▶ STATED GOAL: Below is a listing; copy all of it exactly.

═══ PROVIDED RECORDS

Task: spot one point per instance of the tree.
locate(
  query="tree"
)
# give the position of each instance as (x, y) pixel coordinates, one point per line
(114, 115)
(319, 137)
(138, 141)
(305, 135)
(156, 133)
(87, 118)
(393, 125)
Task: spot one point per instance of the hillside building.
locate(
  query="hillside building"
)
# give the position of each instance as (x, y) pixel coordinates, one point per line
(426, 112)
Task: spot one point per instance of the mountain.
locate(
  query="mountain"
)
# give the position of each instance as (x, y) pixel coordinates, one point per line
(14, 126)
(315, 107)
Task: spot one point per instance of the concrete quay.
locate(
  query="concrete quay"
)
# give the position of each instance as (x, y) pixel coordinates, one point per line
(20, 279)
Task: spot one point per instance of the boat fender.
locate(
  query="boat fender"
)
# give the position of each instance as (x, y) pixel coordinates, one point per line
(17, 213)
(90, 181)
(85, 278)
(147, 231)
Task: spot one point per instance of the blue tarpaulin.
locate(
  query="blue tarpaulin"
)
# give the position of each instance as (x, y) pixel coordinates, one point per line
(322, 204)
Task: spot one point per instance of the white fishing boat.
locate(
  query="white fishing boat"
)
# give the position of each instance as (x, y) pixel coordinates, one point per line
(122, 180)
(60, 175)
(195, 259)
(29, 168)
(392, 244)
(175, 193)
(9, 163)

══════

▶ THE ANSWER:
Task: spot one point per instance of the tree.
locate(
  query="tree"
)
# give the position of each instance as (x, y) pixel coordinates, one point per line
(114, 115)
(319, 137)
(138, 141)
(305, 135)
(156, 133)
(87, 118)
(393, 125)
Task: spot one point per instance of the hillside building.
locate(
  query="hillside building"
)
# give the position of each instance as (x, y) pixel coordinates, one point per line
(426, 112)
Task: spot one point per instance of the mountain.
locate(
  query="mountain"
)
# give the position of each instance as (x, y) pixel coordinates, one point per line
(14, 126)
(315, 107)
Task: spot one point per instance of the concrete quay.
locate(
  query="concrete quay"
)
# give the position of each instance as (x, y) pixel coordinates, one point per line
(20, 279)
Task: spot one point per instance of the boat fender.
locate(
  query="boat fender"
)
# give the position of each instance as (x, y) pixel coordinates, one point per line
(17, 213)
(90, 181)
(85, 278)
(147, 231)
Task: spot one point per instance of the blue tarpaulin.
locate(
  query="blue tarpaulin"
)
# give the position of each instance as (x, y) pixel coordinates, one point per line
(322, 204)
Task: spot one point per instance of the white fishing boat.
locate(
  query="white fishing boat"
)
# give the position of each instance as (x, y) pixel coordinates, one point per line
(122, 180)
(60, 175)
(195, 259)
(29, 168)
(392, 244)
(175, 193)
(9, 163)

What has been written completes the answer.